Exercise prompt: Start at the line that contains "Practice. Point at the flower". Repeat it and each line after it, exactly, up to and including the final line of the data.

Working data:
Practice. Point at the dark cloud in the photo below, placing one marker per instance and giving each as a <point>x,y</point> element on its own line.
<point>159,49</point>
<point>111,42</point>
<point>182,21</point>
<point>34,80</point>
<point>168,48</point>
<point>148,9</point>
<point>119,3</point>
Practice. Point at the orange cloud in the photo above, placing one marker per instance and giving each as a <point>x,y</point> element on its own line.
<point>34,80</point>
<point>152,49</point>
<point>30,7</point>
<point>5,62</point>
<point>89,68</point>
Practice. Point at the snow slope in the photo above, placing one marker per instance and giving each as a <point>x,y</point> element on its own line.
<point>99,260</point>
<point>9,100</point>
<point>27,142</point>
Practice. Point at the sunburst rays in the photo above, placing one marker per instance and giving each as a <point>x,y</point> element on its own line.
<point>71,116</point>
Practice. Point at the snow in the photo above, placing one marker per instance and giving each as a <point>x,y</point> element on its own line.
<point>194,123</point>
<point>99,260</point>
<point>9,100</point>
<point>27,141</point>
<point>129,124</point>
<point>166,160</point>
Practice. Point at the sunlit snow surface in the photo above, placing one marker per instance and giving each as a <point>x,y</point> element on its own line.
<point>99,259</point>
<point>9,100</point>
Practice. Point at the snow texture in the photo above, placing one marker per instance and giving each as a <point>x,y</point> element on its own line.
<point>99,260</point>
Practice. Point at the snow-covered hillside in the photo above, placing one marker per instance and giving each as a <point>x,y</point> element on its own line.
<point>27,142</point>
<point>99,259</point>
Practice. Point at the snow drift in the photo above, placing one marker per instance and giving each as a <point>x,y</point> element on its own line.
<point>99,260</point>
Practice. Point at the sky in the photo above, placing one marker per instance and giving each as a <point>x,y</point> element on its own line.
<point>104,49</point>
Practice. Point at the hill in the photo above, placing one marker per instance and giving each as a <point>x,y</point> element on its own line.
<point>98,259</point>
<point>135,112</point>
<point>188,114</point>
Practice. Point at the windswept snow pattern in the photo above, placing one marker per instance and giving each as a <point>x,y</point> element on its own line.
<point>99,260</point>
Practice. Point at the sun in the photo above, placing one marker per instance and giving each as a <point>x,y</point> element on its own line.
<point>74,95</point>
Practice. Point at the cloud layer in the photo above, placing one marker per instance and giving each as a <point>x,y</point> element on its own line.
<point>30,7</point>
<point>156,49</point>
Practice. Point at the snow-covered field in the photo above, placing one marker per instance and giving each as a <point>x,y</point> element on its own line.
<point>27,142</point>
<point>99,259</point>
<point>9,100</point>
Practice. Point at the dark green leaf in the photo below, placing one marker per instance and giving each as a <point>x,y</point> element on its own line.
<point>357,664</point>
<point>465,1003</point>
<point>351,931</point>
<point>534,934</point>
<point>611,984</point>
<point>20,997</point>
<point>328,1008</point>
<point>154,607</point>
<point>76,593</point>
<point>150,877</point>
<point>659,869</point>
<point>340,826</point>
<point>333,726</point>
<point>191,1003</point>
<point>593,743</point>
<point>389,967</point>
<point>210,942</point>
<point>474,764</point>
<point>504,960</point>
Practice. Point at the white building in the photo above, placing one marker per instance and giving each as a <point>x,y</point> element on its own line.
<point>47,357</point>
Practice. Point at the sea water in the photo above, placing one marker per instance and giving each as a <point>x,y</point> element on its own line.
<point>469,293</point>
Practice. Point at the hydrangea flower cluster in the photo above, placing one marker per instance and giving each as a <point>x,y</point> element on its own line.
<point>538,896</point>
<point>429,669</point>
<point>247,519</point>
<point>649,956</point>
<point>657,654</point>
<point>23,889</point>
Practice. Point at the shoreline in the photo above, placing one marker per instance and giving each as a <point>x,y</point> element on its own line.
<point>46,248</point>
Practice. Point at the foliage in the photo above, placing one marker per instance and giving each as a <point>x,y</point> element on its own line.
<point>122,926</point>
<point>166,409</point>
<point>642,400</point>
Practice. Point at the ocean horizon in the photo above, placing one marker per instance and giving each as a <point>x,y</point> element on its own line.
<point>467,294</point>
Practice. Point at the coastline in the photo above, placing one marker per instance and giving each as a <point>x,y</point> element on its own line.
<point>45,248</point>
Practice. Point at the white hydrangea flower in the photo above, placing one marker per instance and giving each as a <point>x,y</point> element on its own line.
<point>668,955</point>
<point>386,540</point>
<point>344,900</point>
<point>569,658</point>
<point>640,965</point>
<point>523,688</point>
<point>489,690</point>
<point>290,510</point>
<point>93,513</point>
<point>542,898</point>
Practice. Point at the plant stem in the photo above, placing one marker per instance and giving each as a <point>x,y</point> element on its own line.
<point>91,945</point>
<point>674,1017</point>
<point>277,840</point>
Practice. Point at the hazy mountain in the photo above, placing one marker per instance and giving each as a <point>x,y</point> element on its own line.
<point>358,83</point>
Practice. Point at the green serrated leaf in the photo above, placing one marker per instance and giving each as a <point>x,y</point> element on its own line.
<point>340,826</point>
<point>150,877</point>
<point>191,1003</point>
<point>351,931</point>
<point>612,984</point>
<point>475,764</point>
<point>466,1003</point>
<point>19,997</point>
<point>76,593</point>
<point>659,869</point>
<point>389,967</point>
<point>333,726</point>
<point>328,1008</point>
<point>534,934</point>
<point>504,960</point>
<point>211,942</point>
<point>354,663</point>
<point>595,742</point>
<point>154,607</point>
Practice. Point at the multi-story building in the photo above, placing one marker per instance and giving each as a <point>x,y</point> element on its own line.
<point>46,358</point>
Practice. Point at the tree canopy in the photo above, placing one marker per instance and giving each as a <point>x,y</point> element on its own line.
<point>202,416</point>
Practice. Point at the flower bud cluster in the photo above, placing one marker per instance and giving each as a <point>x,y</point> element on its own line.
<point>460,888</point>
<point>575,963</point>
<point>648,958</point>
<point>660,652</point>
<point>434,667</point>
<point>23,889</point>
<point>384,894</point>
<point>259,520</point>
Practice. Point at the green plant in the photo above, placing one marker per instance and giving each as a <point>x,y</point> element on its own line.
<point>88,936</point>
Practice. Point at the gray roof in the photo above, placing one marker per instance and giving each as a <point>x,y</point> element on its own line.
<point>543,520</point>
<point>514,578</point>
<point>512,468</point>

Answer section:
Practice. Point at the flower bud cluster in the photo above, placing one marker per instance and giving each as a <point>x,y</point> element on its own line.
<point>460,888</point>
<point>575,963</point>
<point>648,958</point>
<point>660,652</point>
<point>434,667</point>
<point>23,889</point>
<point>384,894</point>
<point>259,520</point>
Practice. Point at the green plant in the photo above, placing one marker per instance and giving each as a <point>x,y</point> element on its own line.
<point>88,936</point>
Practice. Point at the gray roof in the photo above, placing one marker per instance and giving each as a <point>x,y</point> element on its own line.
<point>543,520</point>
<point>514,578</point>
<point>512,468</point>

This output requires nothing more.